Task details:
Every record below must be returned word for word, with the pictures left out.

Given data:
###

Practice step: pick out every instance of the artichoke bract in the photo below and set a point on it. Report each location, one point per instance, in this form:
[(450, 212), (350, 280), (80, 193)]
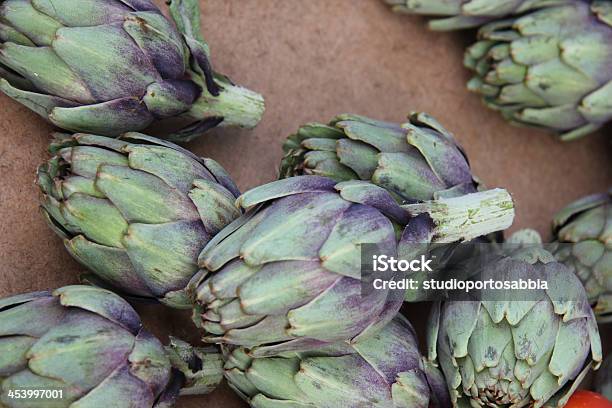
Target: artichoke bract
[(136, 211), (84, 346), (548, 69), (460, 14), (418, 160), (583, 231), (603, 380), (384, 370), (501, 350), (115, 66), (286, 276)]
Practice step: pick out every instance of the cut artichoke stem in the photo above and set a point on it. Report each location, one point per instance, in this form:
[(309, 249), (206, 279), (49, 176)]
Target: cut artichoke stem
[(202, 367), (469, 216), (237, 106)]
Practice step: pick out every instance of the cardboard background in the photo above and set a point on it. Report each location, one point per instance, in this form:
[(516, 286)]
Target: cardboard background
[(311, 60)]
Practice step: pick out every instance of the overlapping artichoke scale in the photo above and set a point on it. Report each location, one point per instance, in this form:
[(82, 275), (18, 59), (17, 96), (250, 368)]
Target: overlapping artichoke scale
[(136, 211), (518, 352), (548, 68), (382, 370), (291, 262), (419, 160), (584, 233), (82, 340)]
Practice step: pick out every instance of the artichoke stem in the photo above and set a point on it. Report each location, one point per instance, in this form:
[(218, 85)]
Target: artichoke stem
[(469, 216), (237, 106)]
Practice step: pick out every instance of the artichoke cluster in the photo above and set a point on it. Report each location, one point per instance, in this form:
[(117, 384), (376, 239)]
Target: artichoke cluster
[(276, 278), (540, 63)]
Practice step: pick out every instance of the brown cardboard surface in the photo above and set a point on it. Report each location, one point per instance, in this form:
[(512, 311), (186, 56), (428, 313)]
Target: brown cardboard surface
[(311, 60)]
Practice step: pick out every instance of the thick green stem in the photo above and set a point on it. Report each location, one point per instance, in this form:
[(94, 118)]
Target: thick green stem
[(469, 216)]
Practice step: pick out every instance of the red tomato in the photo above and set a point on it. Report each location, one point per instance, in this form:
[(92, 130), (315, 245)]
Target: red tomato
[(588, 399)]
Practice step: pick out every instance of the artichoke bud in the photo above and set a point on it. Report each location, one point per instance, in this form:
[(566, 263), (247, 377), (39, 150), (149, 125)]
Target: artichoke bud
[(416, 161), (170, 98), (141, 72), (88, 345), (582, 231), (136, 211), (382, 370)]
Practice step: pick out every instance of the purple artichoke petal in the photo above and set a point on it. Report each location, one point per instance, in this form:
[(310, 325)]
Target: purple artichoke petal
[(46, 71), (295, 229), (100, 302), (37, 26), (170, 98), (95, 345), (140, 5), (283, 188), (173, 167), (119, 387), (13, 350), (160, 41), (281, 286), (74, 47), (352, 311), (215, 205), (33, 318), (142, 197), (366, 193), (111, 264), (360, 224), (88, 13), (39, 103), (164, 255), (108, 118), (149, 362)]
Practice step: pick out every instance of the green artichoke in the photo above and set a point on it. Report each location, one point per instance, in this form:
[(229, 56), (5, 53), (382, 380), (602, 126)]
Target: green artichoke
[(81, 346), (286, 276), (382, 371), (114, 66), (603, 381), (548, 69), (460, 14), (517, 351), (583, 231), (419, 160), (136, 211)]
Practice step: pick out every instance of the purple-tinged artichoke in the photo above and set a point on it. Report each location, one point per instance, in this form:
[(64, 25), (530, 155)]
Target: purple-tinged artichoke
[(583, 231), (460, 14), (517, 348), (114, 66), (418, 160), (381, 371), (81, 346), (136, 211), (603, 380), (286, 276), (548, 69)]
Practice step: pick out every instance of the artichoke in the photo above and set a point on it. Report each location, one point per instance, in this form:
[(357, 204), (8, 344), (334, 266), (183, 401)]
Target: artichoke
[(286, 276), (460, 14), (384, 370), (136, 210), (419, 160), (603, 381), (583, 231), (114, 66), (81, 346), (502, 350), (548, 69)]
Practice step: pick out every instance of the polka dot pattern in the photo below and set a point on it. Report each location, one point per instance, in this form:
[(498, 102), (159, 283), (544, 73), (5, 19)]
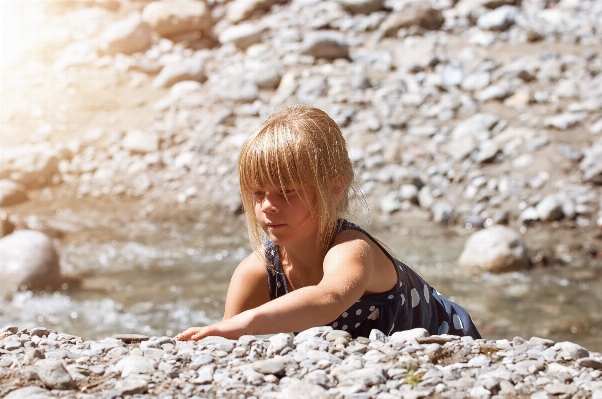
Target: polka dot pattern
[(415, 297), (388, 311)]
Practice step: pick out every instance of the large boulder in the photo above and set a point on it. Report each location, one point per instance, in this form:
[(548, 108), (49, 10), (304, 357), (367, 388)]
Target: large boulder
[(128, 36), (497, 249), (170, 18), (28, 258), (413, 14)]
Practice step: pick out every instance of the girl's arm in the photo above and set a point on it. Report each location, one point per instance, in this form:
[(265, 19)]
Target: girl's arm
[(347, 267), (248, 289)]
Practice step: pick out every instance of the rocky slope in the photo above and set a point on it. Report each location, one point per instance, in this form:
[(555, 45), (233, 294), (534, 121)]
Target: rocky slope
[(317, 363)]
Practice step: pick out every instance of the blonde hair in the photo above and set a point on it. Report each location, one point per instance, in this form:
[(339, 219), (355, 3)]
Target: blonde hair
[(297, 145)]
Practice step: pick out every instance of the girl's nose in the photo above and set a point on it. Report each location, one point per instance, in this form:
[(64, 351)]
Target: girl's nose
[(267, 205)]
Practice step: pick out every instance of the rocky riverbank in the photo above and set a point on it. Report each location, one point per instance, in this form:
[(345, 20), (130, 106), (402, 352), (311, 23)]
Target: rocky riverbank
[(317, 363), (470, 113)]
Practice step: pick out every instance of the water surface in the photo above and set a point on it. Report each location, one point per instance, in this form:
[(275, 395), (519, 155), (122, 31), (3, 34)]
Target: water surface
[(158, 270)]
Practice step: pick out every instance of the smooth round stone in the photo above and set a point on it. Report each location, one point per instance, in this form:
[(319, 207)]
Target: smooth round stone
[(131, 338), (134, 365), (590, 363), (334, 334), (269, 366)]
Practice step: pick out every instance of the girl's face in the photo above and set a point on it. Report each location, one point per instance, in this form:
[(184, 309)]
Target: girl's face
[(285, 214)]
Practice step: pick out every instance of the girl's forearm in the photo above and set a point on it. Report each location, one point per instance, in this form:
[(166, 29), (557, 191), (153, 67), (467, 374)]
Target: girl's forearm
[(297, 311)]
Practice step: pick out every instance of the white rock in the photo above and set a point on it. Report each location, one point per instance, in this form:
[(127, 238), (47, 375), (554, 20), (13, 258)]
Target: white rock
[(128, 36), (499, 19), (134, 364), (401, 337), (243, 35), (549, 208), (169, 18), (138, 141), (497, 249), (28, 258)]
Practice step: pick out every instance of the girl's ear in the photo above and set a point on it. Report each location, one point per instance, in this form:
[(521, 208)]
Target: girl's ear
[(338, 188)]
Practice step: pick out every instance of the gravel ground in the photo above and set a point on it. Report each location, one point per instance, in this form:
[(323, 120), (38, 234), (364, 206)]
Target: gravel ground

###

Your solution:
Practice step: pick out every instance of the artichoke bract in the photo below and set a point on it. Report each location, one point per instance, in this form:
[(450, 212), (350, 280), (80, 193)]
Target: artichoke bract
[(136, 211), (84, 346), (548, 69), (460, 14), (418, 160), (583, 231), (603, 380), (384, 370), (501, 350), (115, 66), (286, 276)]
Practice step: pick out every instance of the cut artichoke stem in the photo above and set a point on it. Report each location, one point per instance, in this form:
[(309, 249), (206, 279), (49, 176)]
Target: cut artichoke stem
[(202, 367), (469, 216), (237, 106)]
Practice step: pick out every instance of the cardboard background in the photo above and set a point on it. Report each location, one point per instance, in this form:
[(516, 286)]
Target: cardboard background
[(311, 60)]
Practice step: pick out every instance of the overlapping artichoke scale in the photo above and set a point on it. Report each location, one point per instance, in this form:
[(82, 275), (18, 59), (17, 96), (250, 368)]
Target: overlapping artichoke scale
[(136, 211), (518, 352), (548, 68), (382, 370), (291, 262), (419, 160), (584, 233), (82, 340)]
Practice step: pick out every instance of the artichoke stem in the photo above and set a point on it. Report each location, one point per instance, in this form:
[(218, 85)]
Target: artichoke stem
[(469, 216), (237, 106)]
Practice step: pick out every instance of the artichoke cluster in the photo above and set a point on it. Report each location, one point per instance, in this form:
[(117, 384), (376, 239)]
Target: artichoke cluster
[(276, 278), (540, 63)]
Practice step: pick out every instance of the brown cardboard surface in the photo above and set a point on it. Report each location, one point per instance, in this form:
[(512, 311), (186, 56), (428, 313)]
Target: brown cardboard surface
[(311, 60)]
Practice step: pick out every instance of the thick green stem in the photo above and set a point on it. Report each location, one point per instance, in this form:
[(94, 118)]
Target: thick green stem
[(469, 216)]
Practice step: pick out every instance of the red tomato in the photo above and set a point on it. Report each location, one point per instance, in this form:
[(92, 130), (315, 245)]
Target: red tomato
[(588, 399)]
Practice step: pick out every instance of the artichoke bud in the photo above and set a point on it. Report each location, one point per instance, in this form:
[(566, 263), (247, 377), (39, 150), (149, 125)]
Target: artichoke bud
[(416, 161), (170, 98), (141, 72), (88, 345), (582, 231), (136, 211), (382, 370)]
Practice step: pick out every instance of the purple artichoke petal in the photo above and set a point on it. Report each location, one point per instance, in this form:
[(310, 325)]
Target: purple artichoke petal
[(46, 71), (295, 229), (100, 302), (37, 26), (170, 98), (95, 345), (140, 5), (283, 188), (173, 167), (119, 387), (13, 350), (160, 41), (281, 286), (74, 47), (352, 311), (215, 205), (33, 318), (142, 197), (366, 193), (111, 264), (360, 224), (88, 13), (39, 103), (164, 255), (108, 118), (149, 362)]
Practice step: pick out every instance of the green artichoke in the photo above and set a point on it. Report each location, one point per instance, in this form:
[(229, 56), (5, 53), (382, 380), (602, 126)]
Target: green artichoke
[(81, 346), (286, 276), (382, 371), (114, 66), (603, 381), (548, 69), (460, 14), (517, 351), (583, 231), (419, 160), (136, 211)]
Practice step: pick out every instance of the purple-tinged artichoke in the photo above and set a point on it. Report each location, one point per instance, in this form:
[(64, 25), (530, 155)]
Target: purple-tinged artichoke
[(583, 231), (460, 14), (517, 348), (114, 66), (418, 160), (381, 371), (81, 346), (136, 211), (603, 380), (286, 276), (548, 69)]
Practice step: pick out every instance of the artichoke in the photo above and set a point on it. Report each location, one point per instance, in this form:
[(357, 204), (8, 344), (334, 266), (183, 401)]
Target: artichoke
[(286, 276), (460, 14), (384, 370), (136, 210), (419, 160), (603, 381), (583, 231), (114, 66), (81, 346), (502, 350), (548, 69)]
Practice step: pick out every instance of the polka dot pattern in the photo below and set a point on it. Report each location, one point per instance, in this form:
[(498, 102), (159, 283), (544, 73), (5, 19)]
Target: polka dot pattern
[(415, 297), (388, 311)]
Practice step: pick out every instance of the large boulder in the photo above and set a point on it. Report each location, one point per instance, in this form:
[(548, 108), (49, 10), (304, 357), (367, 388)]
Target: large boulder
[(128, 36), (497, 249), (170, 18), (28, 258), (413, 14)]
Practice step: pick out every instance of the girl's arm in the photo above and set a point on it. Report each location, one point per instance, in this form:
[(265, 19)]
Target: girl's arm
[(347, 267), (248, 289)]
Practice step: pick out every instance of the rocky slope in the photo above and set a point on it. Report each location, one point per instance, in this form:
[(555, 45), (233, 294), (534, 121)]
Target: rocky slope
[(317, 363)]
Practice step: pick out every instance of the blonde hair in the photo above and set a point on it. Report each location, one point per instance, in this form:
[(339, 219), (355, 3)]
Target: blonde hair
[(297, 145)]
Practice step: pick out every instance of the girl's nose in the photo above and set a point on it. Report each location, one point per instance, in this form:
[(64, 351)]
Target: girl's nose
[(267, 205)]
Practice step: pick out every instance of the rocky riverbank in the photo above and set a point on it. Report each location, one point per instance, in this form:
[(345, 20), (130, 106), (402, 352), (311, 23)]
Target: rocky riverbank
[(317, 363), (470, 113)]
Practice step: pick out every instance of the water surface in the photo above and set a point on it. Report each location, one point per instance, in this form:
[(275, 395), (519, 155), (122, 31), (3, 34)]
Target: water surface
[(158, 270)]
Practice step: pick out every instance of the smooth round stone in the photo above and set a point on it. Report each location, one point per instance, in this form:
[(319, 207)]
Target: smooth round stone
[(131, 338), (134, 365), (590, 363), (334, 334), (269, 366)]
Practice step: pick out every instance of the girl's face in the photo above and set a point on it. Report each location, one point per instance, in this form:
[(184, 309)]
Target: girl's face
[(285, 214)]
Practice step: pick out every instance of the girl's forearm in the photo above and set a point on it. Report each location, one point per instance, in this form:
[(166, 29), (557, 191), (153, 67), (467, 374)]
Target: girl's forearm
[(297, 311)]
Practice step: pick out every instance of the white rock in the photo above and set a point on it. Report each location, one point per instance, in this form:
[(127, 238), (47, 375), (554, 20), (13, 258)]
Target: white rock
[(128, 36), (499, 19), (134, 364), (401, 337), (243, 35), (549, 208), (169, 18), (138, 141), (497, 249), (28, 258)]
Practice step: pick out every instance of the girl's ear in the photo above and set a point on it. Report each location, one point per instance, in this form:
[(521, 208)]
Target: girl's ear
[(338, 188)]
Practice step: pick out every instance of the gravel ground in the photo above and set a point on it. Report each location, one point per instance, in this form:
[(323, 120), (38, 234), (364, 206)]
Target: gravel ground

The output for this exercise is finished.